§ **Your task**
Write the next part of the Itasca Capital news release on its interim financial results, continuing from its last sentence.

§ **Excerpted passage**

VANCOUVER, July 13, 2018 /CNW/ - Itasca Capital Ltd. (TSX-V:
ICL) ("Itasca" or "Company") today filed its unaudited interim
financial statements for the six months ended June 30, 2018 and the related management
discussion & analysis, both of which are available under
Itasca's profile on SEDAR at www.sedar.com. All amounts are in
Canadian dollars unless indicated otherwise.
The Company reported net loss attributable to common
shareholders of $0.1 million, or
$0.005 loss per share in the second
quarter of 2018, primarily due $0.5
million unrealized loss incurred on the Company's investment
in 1347 Investors LLC, partially mitigated by a foreign exchange
gain of $0.4 million. Itasca incurred
net loss attributable to common shareholders of $3.9 million, or $0.18 loss per share in the second quarter of
2017.
As of June 30, 2018, Itasca
reported total shareholders' equity of $21.2
million with a book value per share of $0.97 based on the 21,810,626 issued and
outstanding common shares.
The Company is also pleased to announce that its Board of
Directors declared today a special cash dividend of $0.15 per common share to be paid on August 10, 2018 to shareholders of record on
July 25, 2018.
Management Comments:
Larry G. Swets, Jr., Chief Executive
Officer and Director, stated, "We are pleased to announce the
special dividend, which is a result of gains we have generated from
our investment in 1347 Investors LLC. We continue to analyze
further value-enhancing opportunities for our Company and
shareholders."
Neither TSXV nor its Regulation Services Provider (as that
term is defined in policies of the TSXV) accepts responsibility for
the adequacy or accuracy of this news release.
CAUTIONARY NOTE
Book value per share is a non-IFRS
measure calculated as the total of shareholders' equity divided by
the issued and outstanding shares of Itasca. The term "book value
per share" does not have any standardized meaning according to IFRS
and therefore may not be comparable to similar measures presented
by other companies. There is no comparable IFRS measure presented
in Itasca's audited consolidated financial statements and thus no
applicable quantitative reconciliation for such non-IFRS financial
measure. Itasca believes that book value per share can provide
information useful to its shareholders.

(Collection entries)
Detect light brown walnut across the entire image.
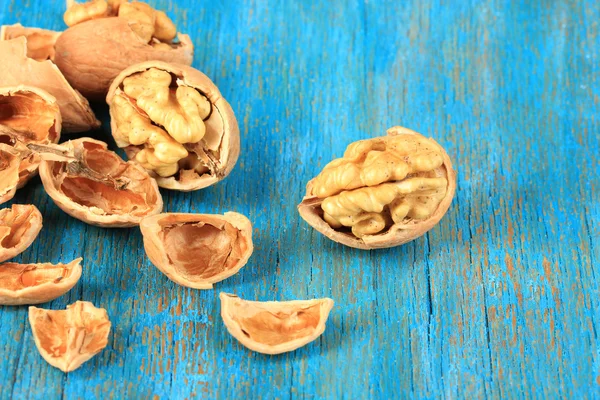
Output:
[219,293,334,354]
[55,0,194,99]
[140,212,254,289]
[298,127,456,249]
[0,258,81,306]
[29,301,111,372]
[34,138,163,227]
[0,204,42,262]
[106,61,240,191]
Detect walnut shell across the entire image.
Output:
[0,85,62,198]
[106,61,240,191]
[38,138,163,228]
[298,127,456,250]
[140,212,254,289]
[0,258,82,306]
[219,293,334,354]
[0,24,60,61]
[29,301,110,372]
[54,17,194,99]
[0,37,100,132]
[0,204,42,262]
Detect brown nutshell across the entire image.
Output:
[0,37,100,132]
[29,301,111,372]
[106,61,240,191]
[0,204,42,262]
[0,258,82,306]
[298,127,456,249]
[140,212,254,289]
[37,138,163,227]
[55,17,194,99]
[219,293,334,354]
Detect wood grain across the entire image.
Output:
[0,0,600,399]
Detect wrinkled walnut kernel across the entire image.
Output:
[0,258,81,306]
[36,138,163,227]
[219,293,333,354]
[29,301,111,372]
[140,212,253,289]
[298,127,456,249]
[0,204,42,262]
[106,62,239,191]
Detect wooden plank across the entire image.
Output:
[0,0,600,399]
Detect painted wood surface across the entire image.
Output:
[0,0,600,399]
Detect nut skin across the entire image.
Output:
[55,17,194,100]
[0,36,100,133]
[0,258,82,306]
[106,61,240,192]
[0,204,42,262]
[219,292,334,355]
[298,126,456,250]
[40,138,163,228]
[140,212,254,289]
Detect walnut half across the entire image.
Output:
[219,293,333,354]
[140,212,254,289]
[298,127,456,249]
[106,61,240,191]
[29,301,110,372]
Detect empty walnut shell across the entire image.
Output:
[29,301,110,372]
[37,138,163,227]
[219,293,333,354]
[55,17,194,99]
[298,127,456,249]
[140,212,254,289]
[106,61,240,191]
[0,24,60,61]
[0,204,42,262]
[0,258,82,306]
[0,37,100,132]
[0,85,61,203]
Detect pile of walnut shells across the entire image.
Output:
[0,0,456,372]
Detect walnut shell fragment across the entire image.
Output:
[106,61,240,191]
[219,293,334,354]
[298,127,456,250]
[29,301,110,372]
[0,258,82,306]
[0,204,42,264]
[0,37,100,132]
[55,16,194,99]
[0,85,62,203]
[140,212,254,289]
[0,24,61,61]
[37,138,163,227]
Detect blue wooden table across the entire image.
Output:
[0,0,600,399]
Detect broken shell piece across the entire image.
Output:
[298,127,456,249]
[0,37,100,132]
[29,301,110,372]
[0,258,82,306]
[0,86,61,198]
[219,293,333,354]
[36,138,163,227]
[140,212,254,289]
[0,24,61,61]
[0,204,42,264]
[106,61,240,191]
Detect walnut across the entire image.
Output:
[140,212,253,289]
[0,258,81,306]
[106,61,240,191]
[219,293,333,354]
[298,127,456,249]
[29,301,110,372]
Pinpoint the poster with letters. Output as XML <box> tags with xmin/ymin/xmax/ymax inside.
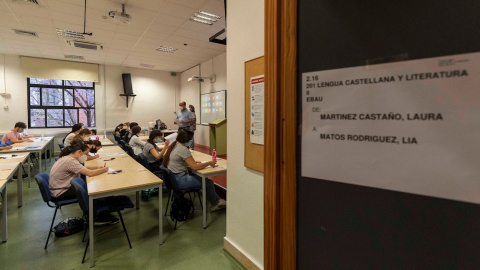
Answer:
<box><xmin>302</xmin><ymin>53</ymin><xmax>480</xmax><ymax>203</ymax></box>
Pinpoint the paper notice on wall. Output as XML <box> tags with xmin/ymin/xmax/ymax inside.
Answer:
<box><xmin>301</xmin><ymin>53</ymin><xmax>480</xmax><ymax>203</ymax></box>
<box><xmin>250</xmin><ymin>75</ymin><xmax>265</xmax><ymax>145</ymax></box>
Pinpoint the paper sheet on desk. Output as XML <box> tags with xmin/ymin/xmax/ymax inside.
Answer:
<box><xmin>0</xmin><ymin>155</ymin><xmax>25</xmax><ymax>159</ymax></box>
<box><xmin>0</xmin><ymin>163</ymin><xmax>18</xmax><ymax>167</ymax></box>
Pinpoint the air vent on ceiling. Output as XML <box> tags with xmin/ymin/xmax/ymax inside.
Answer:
<box><xmin>156</xmin><ymin>46</ymin><xmax>177</xmax><ymax>53</ymax></box>
<box><xmin>140</xmin><ymin>64</ymin><xmax>155</xmax><ymax>68</ymax></box>
<box><xmin>13</xmin><ymin>29</ymin><xmax>38</xmax><ymax>37</ymax></box>
<box><xmin>65</xmin><ymin>40</ymin><xmax>103</xmax><ymax>51</ymax></box>
<box><xmin>11</xmin><ymin>0</ymin><xmax>43</xmax><ymax>6</ymax></box>
<box><xmin>65</xmin><ymin>54</ymin><xmax>85</xmax><ymax>60</ymax></box>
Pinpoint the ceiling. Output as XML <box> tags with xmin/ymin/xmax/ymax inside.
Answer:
<box><xmin>0</xmin><ymin>0</ymin><xmax>226</xmax><ymax>72</ymax></box>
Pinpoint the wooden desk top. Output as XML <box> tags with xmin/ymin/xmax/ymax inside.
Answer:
<box><xmin>0</xmin><ymin>151</ymin><xmax>30</xmax><ymax>180</ymax></box>
<box><xmin>85</xmin><ymin>146</ymin><xmax>163</xmax><ymax>195</ymax></box>
<box><xmin>190</xmin><ymin>150</ymin><xmax>227</xmax><ymax>174</ymax></box>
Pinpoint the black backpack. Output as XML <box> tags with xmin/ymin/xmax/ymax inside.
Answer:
<box><xmin>53</xmin><ymin>217</ymin><xmax>85</xmax><ymax>237</ymax></box>
<box><xmin>170</xmin><ymin>194</ymin><xmax>192</xmax><ymax>221</ymax></box>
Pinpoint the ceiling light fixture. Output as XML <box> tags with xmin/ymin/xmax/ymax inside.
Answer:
<box><xmin>156</xmin><ymin>46</ymin><xmax>177</xmax><ymax>53</ymax></box>
<box><xmin>190</xmin><ymin>16</ymin><xmax>213</xmax><ymax>25</ymax></box>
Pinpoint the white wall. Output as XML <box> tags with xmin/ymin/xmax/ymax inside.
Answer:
<box><xmin>225</xmin><ymin>0</ymin><xmax>264</xmax><ymax>268</ymax></box>
<box><xmin>180</xmin><ymin>53</ymin><xmax>229</xmax><ymax>146</ymax></box>
<box><xmin>0</xmin><ymin>55</ymin><xmax>180</xmax><ymax>135</ymax></box>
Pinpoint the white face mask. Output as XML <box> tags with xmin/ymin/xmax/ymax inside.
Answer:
<box><xmin>78</xmin><ymin>155</ymin><xmax>87</xmax><ymax>163</ymax></box>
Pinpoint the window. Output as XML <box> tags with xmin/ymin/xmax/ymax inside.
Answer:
<box><xmin>27</xmin><ymin>78</ymin><xmax>95</xmax><ymax>128</ymax></box>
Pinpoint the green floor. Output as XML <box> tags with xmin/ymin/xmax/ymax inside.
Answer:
<box><xmin>0</xmin><ymin>157</ymin><xmax>243</xmax><ymax>270</ymax></box>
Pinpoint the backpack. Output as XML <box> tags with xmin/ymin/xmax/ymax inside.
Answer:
<box><xmin>53</xmin><ymin>217</ymin><xmax>85</xmax><ymax>237</ymax></box>
<box><xmin>170</xmin><ymin>194</ymin><xmax>192</xmax><ymax>221</ymax></box>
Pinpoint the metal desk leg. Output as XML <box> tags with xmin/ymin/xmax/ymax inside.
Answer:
<box><xmin>88</xmin><ymin>196</ymin><xmax>95</xmax><ymax>267</ymax></box>
<box><xmin>202</xmin><ymin>176</ymin><xmax>207</xmax><ymax>229</ymax></box>
<box><xmin>136</xmin><ymin>191</ymin><xmax>140</xmax><ymax>210</ymax></box>
<box><xmin>2</xmin><ymin>183</ymin><xmax>8</xmax><ymax>243</ymax></box>
<box><xmin>158</xmin><ymin>186</ymin><xmax>163</xmax><ymax>245</ymax></box>
<box><xmin>17</xmin><ymin>162</ymin><xmax>23</xmax><ymax>207</ymax></box>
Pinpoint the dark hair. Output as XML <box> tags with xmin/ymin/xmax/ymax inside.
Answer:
<box><xmin>130</xmin><ymin>122</ymin><xmax>138</xmax><ymax>128</ymax></box>
<box><xmin>162</xmin><ymin>129</ymin><xmax>193</xmax><ymax>167</ymax></box>
<box><xmin>70</xmin><ymin>124</ymin><xmax>82</xmax><ymax>133</ymax></box>
<box><xmin>132</xmin><ymin>126</ymin><xmax>141</xmax><ymax>136</ymax></box>
<box><xmin>147</xmin><ymin>129</ymin><xmax>162</xmax><ymax>149</ymax></box>
<box><xmin>60</xmin><ymin>139</ymin><xmax>88</xmax><ymax>157</ymax></box>
<box><xmin>14</xmin><ymin>122</ymin><xmax>27</xmax><ymax>128</ymax></box>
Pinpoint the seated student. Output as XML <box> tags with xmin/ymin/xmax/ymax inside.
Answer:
<box><xmin>63</xmin><ymin>123</ymin><xmax>82</xmax><ymax>147</ymax></box>
<box><xmin>128</xmin><ymin>126</ymin><xmax>146</xmax><ymax>155</ymax></box>
<box><xmin>2</xmin><ymin>122</ymin><xmax>33</xmax><ymax>144</ymax></box>
<box><xmin>113</xmin><ymin>123</ymin><xmax>123</xmax><ymax>136</ymax></box>
<box><xmin>85</xmin><ymin>140</ymin><xmax>102</xmax><ymax>160</ymax></box>
<box><xmin>142</xmin><ymin>129</ymin><xmax>170</xmax><ymax>171</ymax></box>
<box><xmin>124</xmin><ymin>122</ymin><xmax>138</xmax><ymax>143</ymax></box>
<box><xmin>48</xmin><ymin>140</ymin><xmax>118</xmax><ymax>225</ymax></box>
<box><xmin>163</xmin><ymin>129</ymin><xmax>227</xmax><ymax>211</ymax></box>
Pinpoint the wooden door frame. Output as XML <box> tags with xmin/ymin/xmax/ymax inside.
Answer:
<box><xmin>264</xmin><ymin>0</ymin><xmax>297</xmax><ymax>269</ymax></box>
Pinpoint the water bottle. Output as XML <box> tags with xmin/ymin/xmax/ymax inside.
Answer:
<box><xmin>212</xmin><ymin>149</ymin><xmax>217</xmax><ymax>161</ymax></box>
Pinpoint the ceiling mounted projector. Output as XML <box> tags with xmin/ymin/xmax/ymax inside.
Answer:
<box><xmin>187</xmin><ymin>74</ymin><xmax>216</xmax><ymax>83</ymax></box>
<box><xmin>108</xmin><ymin>4</ymin><xmax>132</xmax><ymax>24</ymax></box>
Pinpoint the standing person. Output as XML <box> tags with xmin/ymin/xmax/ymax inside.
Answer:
<box><xmin>163</xmin><ymin>129</ymin><xmax>227</xmax><ymax>211</ymax></box>
<box><xmin>62</xmin><ymin>123</ymin><xmax>82</xmax><ymax>146</ymax></box>
<box><xmin>187</xmin><ymin>104</ymin><xmax>197</xmax><ymax>150</ymax></box>
<box><xmin>142</xmin><ymin>129</ymin><xmax>170</xmax><ymax>171</ymax></box>
<box><xmin>175</xmin><ymin>101</ymin><xmax>193</xmax><ymax>131</ymax></box>
<box><xmin>128</xmin><ymin>126</ymin><xmax>146</xmax><ymax>155</ymax></box>
<box><xmin>2</xmin><ymin>122</ymin><xmax>33</xmax><ymax>144</ymax></box>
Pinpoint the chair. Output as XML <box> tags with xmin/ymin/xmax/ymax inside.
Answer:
<box><xmin>160</xmin><ymin>165</ymin><xmax>203</xmax><ymax>230</ymax></box>
<box><xmin>35</xmin><ymin>173</ymin><xmax>77</xmax><ymax>249</ymax></box>
<box><xmin>72</xmin><ymin>178</ymin><xmax>133</xmax><ymax>263</ymax></box>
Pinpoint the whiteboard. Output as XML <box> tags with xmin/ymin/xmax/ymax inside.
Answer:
<box><xmin>200</xmin><ymin>90</ymin><xmax>227</xmax><ymax>125</ymax></box>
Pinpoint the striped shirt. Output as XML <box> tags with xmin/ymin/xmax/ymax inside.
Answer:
<box><xmin>48</xmin><ymin>156</ymin><xmax>85</xmax><ymax>198</ymax></box>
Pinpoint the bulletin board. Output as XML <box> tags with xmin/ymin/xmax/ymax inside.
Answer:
<box><xmin>245</xmin><ymin>56</ymin><xmax>265</xmax><ymax>172</ymax></box>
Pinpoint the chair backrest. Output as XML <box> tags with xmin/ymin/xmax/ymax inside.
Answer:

§ **Written answer**
This news release contains certain forward-looking
information and statements which can be identified by termination
such as "to be" and similar expressions. In particular this news
release contains forward-looking statements and information
relating to a future dividend to be paid on the Company's common
shares, the dividend payment and the receipt of cash dividends.
Forward-looking statements are not guarantees of future performance
and are subject to a number of known and unknown risks and
uncertainties and other factors that may cause actual results or
events to differ materially from those anticipated in such forward
looking information. No assurance can be given that this
information will be prove to be correct and such forward looking
information included in this news release should not be unduly
relied upon. With respect to forward looking information contained
in this news release, assumptions have been made regarding, among
other things, the Company's ability to complete the dividend
payment on the payment date set forth above. The forward looking
information included in this news release is expressly qualified by
this cautionary statement and is made as of the date of this news
release. The Company does not undertake any obligation to publicly
update or review any forward looking information except as required
by applicable securities.
SOURCE Itasca Capital Ltd.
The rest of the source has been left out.